• **EXERCISE PROMPT**:
Write out all of the records, keeping each one exactly as written.

(Region pointing data)

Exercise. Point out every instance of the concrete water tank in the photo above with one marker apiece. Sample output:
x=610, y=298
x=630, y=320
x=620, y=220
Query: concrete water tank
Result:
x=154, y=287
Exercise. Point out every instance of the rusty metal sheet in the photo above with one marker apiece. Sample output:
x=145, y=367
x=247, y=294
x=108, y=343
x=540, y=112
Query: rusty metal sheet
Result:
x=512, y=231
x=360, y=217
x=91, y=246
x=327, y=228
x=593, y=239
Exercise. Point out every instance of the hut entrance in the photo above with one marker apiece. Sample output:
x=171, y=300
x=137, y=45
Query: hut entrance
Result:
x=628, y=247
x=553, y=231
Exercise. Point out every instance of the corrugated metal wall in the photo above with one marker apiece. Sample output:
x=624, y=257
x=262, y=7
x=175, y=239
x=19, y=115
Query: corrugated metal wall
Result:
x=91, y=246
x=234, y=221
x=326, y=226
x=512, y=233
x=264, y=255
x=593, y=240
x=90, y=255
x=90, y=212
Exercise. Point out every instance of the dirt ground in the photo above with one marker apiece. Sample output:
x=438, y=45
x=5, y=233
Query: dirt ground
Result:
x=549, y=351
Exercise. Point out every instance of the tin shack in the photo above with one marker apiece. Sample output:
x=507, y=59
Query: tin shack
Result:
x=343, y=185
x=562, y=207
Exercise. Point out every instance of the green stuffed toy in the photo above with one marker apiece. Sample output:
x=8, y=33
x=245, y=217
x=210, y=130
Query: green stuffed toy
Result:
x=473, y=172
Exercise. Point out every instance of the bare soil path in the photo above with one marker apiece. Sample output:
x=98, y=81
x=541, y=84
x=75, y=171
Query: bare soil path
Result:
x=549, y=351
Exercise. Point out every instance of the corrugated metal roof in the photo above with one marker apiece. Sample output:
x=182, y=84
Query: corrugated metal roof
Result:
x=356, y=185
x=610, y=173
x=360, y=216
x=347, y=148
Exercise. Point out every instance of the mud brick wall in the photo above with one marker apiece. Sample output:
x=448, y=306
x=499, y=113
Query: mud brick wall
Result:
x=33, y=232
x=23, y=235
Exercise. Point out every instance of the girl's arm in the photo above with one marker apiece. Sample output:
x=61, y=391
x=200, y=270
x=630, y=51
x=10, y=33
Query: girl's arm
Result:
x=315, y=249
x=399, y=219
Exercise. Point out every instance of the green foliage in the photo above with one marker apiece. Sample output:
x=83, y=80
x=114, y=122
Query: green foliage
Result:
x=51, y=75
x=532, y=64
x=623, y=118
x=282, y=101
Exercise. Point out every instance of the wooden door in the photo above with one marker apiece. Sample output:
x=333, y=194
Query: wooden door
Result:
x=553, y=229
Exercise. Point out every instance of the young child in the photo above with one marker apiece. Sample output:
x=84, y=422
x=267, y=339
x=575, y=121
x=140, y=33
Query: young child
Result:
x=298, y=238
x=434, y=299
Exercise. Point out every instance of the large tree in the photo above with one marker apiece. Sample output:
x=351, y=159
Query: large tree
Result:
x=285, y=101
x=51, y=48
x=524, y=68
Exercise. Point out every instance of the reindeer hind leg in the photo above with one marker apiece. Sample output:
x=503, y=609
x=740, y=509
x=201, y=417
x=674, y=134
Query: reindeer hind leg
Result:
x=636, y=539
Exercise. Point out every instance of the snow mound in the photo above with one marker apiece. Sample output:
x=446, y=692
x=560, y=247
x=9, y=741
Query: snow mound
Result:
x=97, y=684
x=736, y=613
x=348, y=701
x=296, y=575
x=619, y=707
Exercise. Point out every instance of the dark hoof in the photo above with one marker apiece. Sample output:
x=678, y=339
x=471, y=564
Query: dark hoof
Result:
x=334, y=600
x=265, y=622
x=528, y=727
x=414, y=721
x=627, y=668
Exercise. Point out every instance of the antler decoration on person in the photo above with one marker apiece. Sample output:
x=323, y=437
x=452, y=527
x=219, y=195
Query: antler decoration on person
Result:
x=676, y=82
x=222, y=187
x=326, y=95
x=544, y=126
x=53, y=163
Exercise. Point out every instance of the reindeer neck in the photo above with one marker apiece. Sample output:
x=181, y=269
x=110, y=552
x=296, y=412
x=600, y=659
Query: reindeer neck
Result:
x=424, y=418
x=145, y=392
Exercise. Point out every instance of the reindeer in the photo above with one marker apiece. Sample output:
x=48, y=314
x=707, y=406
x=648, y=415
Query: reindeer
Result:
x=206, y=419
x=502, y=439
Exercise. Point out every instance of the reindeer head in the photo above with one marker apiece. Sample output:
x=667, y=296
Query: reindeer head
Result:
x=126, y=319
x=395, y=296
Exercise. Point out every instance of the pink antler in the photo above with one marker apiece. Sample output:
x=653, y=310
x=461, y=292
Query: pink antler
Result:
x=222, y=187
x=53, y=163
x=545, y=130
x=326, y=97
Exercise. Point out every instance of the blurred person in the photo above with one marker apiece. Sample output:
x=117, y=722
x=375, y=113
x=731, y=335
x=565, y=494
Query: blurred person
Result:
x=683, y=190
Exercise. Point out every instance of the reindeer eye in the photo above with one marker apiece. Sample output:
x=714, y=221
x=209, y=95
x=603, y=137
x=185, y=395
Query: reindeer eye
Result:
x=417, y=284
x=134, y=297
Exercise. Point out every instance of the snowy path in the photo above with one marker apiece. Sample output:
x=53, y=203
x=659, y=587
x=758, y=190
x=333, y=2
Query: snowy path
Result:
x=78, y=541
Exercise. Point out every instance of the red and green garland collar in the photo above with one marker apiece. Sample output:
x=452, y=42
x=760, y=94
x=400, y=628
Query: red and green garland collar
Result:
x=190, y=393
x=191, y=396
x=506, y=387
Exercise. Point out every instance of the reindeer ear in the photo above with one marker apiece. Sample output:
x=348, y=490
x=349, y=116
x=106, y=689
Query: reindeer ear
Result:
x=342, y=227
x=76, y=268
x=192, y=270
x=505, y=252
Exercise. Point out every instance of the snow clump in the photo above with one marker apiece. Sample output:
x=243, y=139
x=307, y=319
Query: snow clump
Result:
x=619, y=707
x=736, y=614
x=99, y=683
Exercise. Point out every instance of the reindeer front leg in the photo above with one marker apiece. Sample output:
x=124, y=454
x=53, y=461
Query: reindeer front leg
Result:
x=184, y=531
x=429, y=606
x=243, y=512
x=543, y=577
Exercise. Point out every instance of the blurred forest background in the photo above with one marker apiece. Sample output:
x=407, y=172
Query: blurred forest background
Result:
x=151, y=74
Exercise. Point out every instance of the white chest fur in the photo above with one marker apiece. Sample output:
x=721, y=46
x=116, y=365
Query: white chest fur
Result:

• **ANSWER TO THIS EXERCISE**:
Exercise. Point out every instance of the concrete water tank in the photo above with one marker apiece. Sample output:
x=610, y=298
x=630, y=320
x=620, y=220
Query: concrete water tank
Result:
x=154, y=287
Exercise. Point out every instance of the rusty metal sheet in the photo above with one marker apiece. Sample output:
x=145, y=367
x=247, y=294
x=108, y=343
x=540, y=112
Query: rusty metal sheet
Result:
x=512, y=231
x=360, y=217
x=91, y=246
x=327, y=228
x=593, y=239
Exercise. Point out every instance of the hut entrance in the photo above with one marker apiece. Sample output:
x=171, y=300
x=137, y=45
Query: hut entrance
Result:
x=628, y=247
x=553, y=231
Exercise. Point out every instance of the corrugated metal wall in the photo above with one marker apiece. Sample output:
x=624, y=257
x=262, y=7
x=175, y=239
x=19, y=115
Query: corrugated metal wall
Result:
x=91, y=246
x=234, y=221
x=326, y=226
x=512, y=233
x=264, y=255
x=593, y=240
x=90, y=255
x=90, y=212
Exercise. Point out every instance of the dirt ground in the photo above with one marker apiece. Sample output:
x=438, y=45
x=5, y=233
Query: dirt ground
Result:
x=549, y=351
Exercise. Point out every instance of the tin shack in the photo above with one marker apiece. Sample output:
x=507, y=59
Query: tin shack
Result:
x=343, y=185
x=562, y=207
Exercise. Point out every instance of the green stuffed toy in the photo above with one marker apiece. Sample output:
x=8, y=33
x=245, y=217
x=210, y=130
Query: green stuffed toy
Result:
x=473, y=172
Exercise. Point out every instance of the bare soil path in the photo above with one marker apiece. Sample output:
x=98, y=81
x=541, y=84
x=75, y=171
Query: bare soil path
Result:
x=549, y=351
Exercise. Point out every instance of the corrugated metal roof in the photo above with one marker apiece. Sample output:
x=182, y=84
Query: corrugated metal roof
Result:
x=356, y=185
x=610, y=173
x=360, y=216
x=347, y=148
Exercise. Point out every instance of the mud brick wall in the photo above with one marker apiece. Sample output:
x=448, y=306
x=499, y=113
Query: mud brick wall
Result:
x=33, y=232
x=23, y=235
Exercise. Point out every instance of the girl's arm in the photo above with one marker apiece. Sample output:
x=61, y=391
x=200, y=270
x=630, y=51
x=10, y=33
Query: girl's arm
Result:
x=315, y=249
x=399, y=219
Exercise. Point out every instance of the green foliage in the photo above with one marker apiece. Sample output:
x=83, y=80
x=114, y=122
Query: green foliage
Result:
x=51, y=75
x=532, y=64
x=623, y=118
x=282, y=101
Exercise. Point out every instance of the wooden door in the photo above with one marker apiece. Sample output:
x=333, y=194
Query: wooden door
Result:
x=553, y=229
Exercise. Point out every instance of the young child in the photo above with one marker apiece. Sample output:
x=84, y=422
x=267, y=339
x=575, y=121
x=140, y=33
Query: young child
Result:
x=298, y=238
x=434, y=299
Exercise. Point out every instance of the large tree in the photo above with one marker apiece. Sample output:
x=351, y=159
Query: large tree
Result:
x=285, y=101
x=51, y=48
x=524, y=68
Exercise. Point out every instance of the reindeer hind leg in the photo above with one marker apiece. Sample output:
x=503, y=609
x=740, y=509
x=201, y=417
x=674, y=134
Query: reindeer hind leg
Result:
x=636, y=539
Exercise. Point out every instance of the snow mound in the photo above with one marker apiece. Sample output:
x=446, y=692
x=560, y=247
x=9, y=741
Query: snow mound
Result:
x=97, y=684
x=736, y=613
x=348, y=701
x=296, y=575
x=619, y=707
Exercise. Point out every instance of the dark hoof in the photo above with one marker apiece. Sample output:
x=678, y=339
x=471, y=564
Query: dark hoof
Result:
x=334, y=600
x=265, y=622
x=528, y=727
x=414, y=721
x=627, y=668
Exercise. Point out every instance of the antler decoration on person in the photo above with one marker apiece. Sample output:
x=323, y=437
x=452, y=527
x=219, y=195
Query: antler decoration on person
Result:
x=676, y=82
x=222, y=187
x=326, y=95
x=544, y=126
x=53, y=163
Exercise. Point out every instance of the reindeer neck in the photo above with one marker apiece. Sample output:
x=181, y=269
x=110, y=552
x=296, y=412
x=600, y=659
Query: reindeer neck
Result:
x=424, y=418
x=145, y=392
Exercise. Point out every instance of the reindeer in the photo above with one marker apiece. Sample output:
x=48, y=314
x=707, y=406
x=648, y=415
Query: reindeer
Result:
x=206, y=419
x=502, y=439
Exercise. Point out every instance of the reindeer head in the photo above with one marker apiece. Sample output:
x=667, y=296
Query: reindeer head
Result:
x=126, y=319
x=395, y=296
Exercise. Point out every instance of the pink antler in the photo above with one marker apiece. Sample output:
x=653, y=310
x=461, y=292
Query: pink antler
Result:
x=222, y=187
x=53, y=163
x=545, y=130
x=326, y=97
Exercise. Point out every instance of the blurred person in the photo above with one marker apiece. Sample output:
x=117, y=722
x=375, y=113
x=731, y=335
x=565, y=494
Query: blurred person
Result:
x=683, y=190
Exercise. Point out every instance of the reindeer eye in the photo above with one marker apiece. Sample output:
x=714, y=221
x=209, y=95
x=603, y=137
x=185, y=395
Query: reindeer eye
Result:
x=417, y=284
x=134, y=297
Exercise. Point out every instance of the snowy path in the photo above with one marker apiece. Sample output:
x=53, y=203
x=659, y=587
x=758, y=190
x=333, y=2
Query: snowy path
Result:
x=78, y=541
Exercise. Point out every instance of the red and green garland collar in the photo above with one marker apiece. Sample output:
x=452, y=42
x=760, y=94
x=400, y=628
Query: red and green garland collar
Result:
x=190, y=393
x=191, y=396
x=506, y=387
Exercise. Point out every instance of the reindeer ear in the photo above with one marker apiece. Sample output:
x=348, y=490
x=349, y=116
x=106, y=689
Query: reindeer ear
Result:
x=342, y=227
x=76, y=268
x=192, y=270
x=505, y=252
Exercise. Point out every instance of the snow clump in the photo above with one marker apiece. Sample output:
x=243, y=139
x=307, y=319
Query: snow clump
Result:
x=619, y=707
x=736, y=614
x=99, y=683
Exercise. Point out every instance of the reindeer front leg in the photo above with one marker apiece. Sample output:
x=124, y=454
x=53, y=461
Query: reindeer front leg
Result:
x=184, y=531
x=429, y=606
x=243, y=512
x=543, y=577
Exercise. Point out every instance of the blurred forest background in the photo above with one marker apiece. Sample output:
x=407, y=172
Query: blurred forest background
Result:
x=151, y=74
Exercise. Point out every instance of the white chest fur in the photo above with one marker apiece. Sample output:
x=721, y=46
x=116, y=365
Query: white chest fur
Result:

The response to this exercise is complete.